WORK REQUEST
Omit the pictures, then reproduce every remaining record exactly.

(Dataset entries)
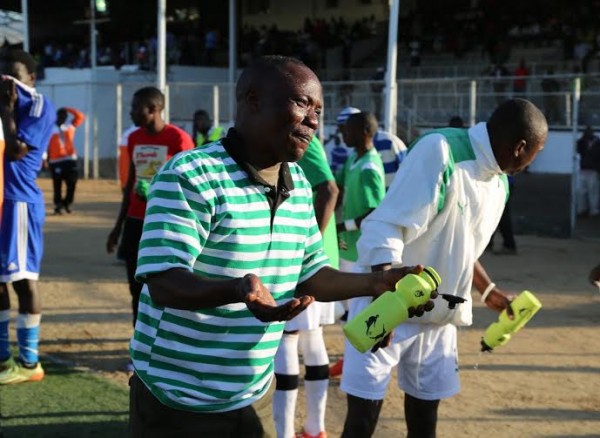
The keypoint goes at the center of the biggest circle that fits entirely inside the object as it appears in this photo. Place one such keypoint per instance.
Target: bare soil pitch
(544, 383)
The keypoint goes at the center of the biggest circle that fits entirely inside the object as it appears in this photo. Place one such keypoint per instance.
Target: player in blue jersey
(391, 149)
(27, 119)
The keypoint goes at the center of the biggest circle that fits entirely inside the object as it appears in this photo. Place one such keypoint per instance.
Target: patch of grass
(67, 403)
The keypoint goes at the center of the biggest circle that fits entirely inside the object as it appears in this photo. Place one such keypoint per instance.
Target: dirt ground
(544, 383)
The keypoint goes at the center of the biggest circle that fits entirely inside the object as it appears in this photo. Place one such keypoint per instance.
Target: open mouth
(304, 137)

WRITTEN RESPONSE
The keypoint goes at the center of the biggest circle that fits entirely inside the object as it appears in this photo. Place one such keypoint per instance.
Target: bare soil pitch
(544, 383)
The keypoint goes at the center of the biggest circle that fits entirely inside the object as it appears in this photo. Place one such keypoint per instance.
Target: player in blue jersey
(391, 149)
(27, 119)
The keypoint goes at the center of the biggest circle that fits entirely inside the object as it appears in this photo. Place one such keypoint per instance.
Target: patch of grass
(67, 403)
The keypoint goes at the center of the biggest circle that fits entirely inside the object as it appears in this photo. Place one such keypoint per instance.
Target: dirt ground
(544, 383)
The keypoint goes at the center of the biggest circle that fits entirely inside the object as it appears in this photo. Place one such keypoint per instance.
Target: open mouth
(304, 137)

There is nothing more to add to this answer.